__Task prompt__
Convert all of the data below into a JSON list of strings, with one string for each line. Omit blank lines and leave the pictures out.

Rows taken from a dataset
----

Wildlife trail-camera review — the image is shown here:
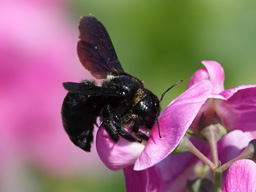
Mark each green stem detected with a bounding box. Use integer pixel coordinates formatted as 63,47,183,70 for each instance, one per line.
214,164,222,192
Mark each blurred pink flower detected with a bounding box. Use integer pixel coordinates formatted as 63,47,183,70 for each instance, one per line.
188,61,256,132
223,160,256,192
0,0,102,180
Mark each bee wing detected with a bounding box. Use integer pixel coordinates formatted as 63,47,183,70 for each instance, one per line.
63,81,121,97
77,16,124,79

----

__Correct response__
[
  "Wildlife trail-camera review — the image is shown here:",
  "Mark each green stem detected with a bounding box. Use integer pixel coordinates formatted as 63,47,183,70 for each instance, one per line.",
  "214,164,222,192",
  "Mark each blurred pink flower detected with a bounding box. Use integer pixel coordinates formatted as 63,47,183,70 for each instance, one per line.",
  "188,61,256,132",
  "223,160,256,192",
  "0,0,102,180",
  "Mark each bee wing detected with a bounding box. Use integer pixel coordinates formatted as 63,47,183,70 for each instance, one per line.",
  "63,81,121,97",
  "77,16,124,79"
]